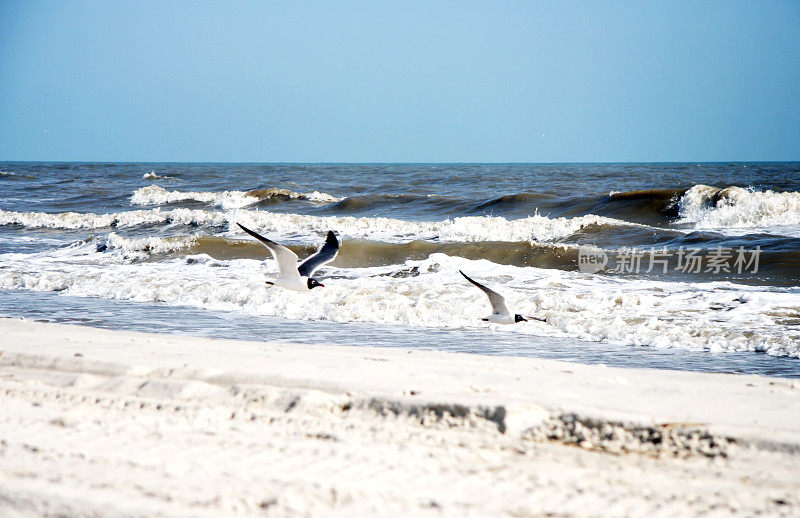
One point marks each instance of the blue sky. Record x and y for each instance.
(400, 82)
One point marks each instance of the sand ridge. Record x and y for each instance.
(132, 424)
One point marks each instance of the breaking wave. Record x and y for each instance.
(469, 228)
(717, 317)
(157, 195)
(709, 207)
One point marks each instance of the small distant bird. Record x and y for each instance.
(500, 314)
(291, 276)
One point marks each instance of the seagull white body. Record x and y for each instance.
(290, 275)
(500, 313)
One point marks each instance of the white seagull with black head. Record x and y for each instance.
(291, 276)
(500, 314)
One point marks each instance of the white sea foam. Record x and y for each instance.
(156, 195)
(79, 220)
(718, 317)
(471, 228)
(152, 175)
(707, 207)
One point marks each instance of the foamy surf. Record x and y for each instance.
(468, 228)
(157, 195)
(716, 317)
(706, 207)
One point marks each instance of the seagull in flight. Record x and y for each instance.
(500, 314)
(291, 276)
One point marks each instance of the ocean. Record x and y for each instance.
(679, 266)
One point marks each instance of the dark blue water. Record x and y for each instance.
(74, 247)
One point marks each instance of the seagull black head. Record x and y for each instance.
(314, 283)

◆ ◆ ◆ ◆

§ **WHAT THIS TASK INVOLVES**: Copy all the lines above word for word, leaving out the pictures.

§ **EXERCISE RESULT**:
One point marks each instance of the blue sky. Record x and y for each instance.
(400, 82)
One point marks each instance of the sand ridge. Record x and y for each instance.
(132, 424)
One point marks each instance of the breaking wave. Record x and y for each instance.
(469, 228)
(717, 317)
(157, 195)
(709, 207)
One point marks each instance of the small distant bird. Record x and y for each instance.
(500, 314)
(291, 276)
One point marks each instance of the seagull white body. Record x and y for each instance.
(290, 275)
(500, 313)
One point marks each instance of the white seagull with black head. Record x and y for each instance.
(291, 276)
(500, 314)
One point marks each instance of the white sea foam. Record x and y for each instance.
(156, 195)
(79, 220)
(718, 317)
(471, 228)
(152, 175)
(707, 207)
One point marks each instance of the foamy surf. Record x and y for each instance.
(468, 228)
(157, 195)
(716, 317)
(706, 207)
One point marks each instance of the seagull in flight. Record x and y for each instance.
(500, 314)
(291, 276)
One point marks each instance of the ocean. Record x and y for each instance.
(679, 266)
One point marks each instance of the dark blue water. Record x and y for each instance.
(74, 247)
One point marks each instance of the seagull black head. Record x and y for each instance.
(314, 283)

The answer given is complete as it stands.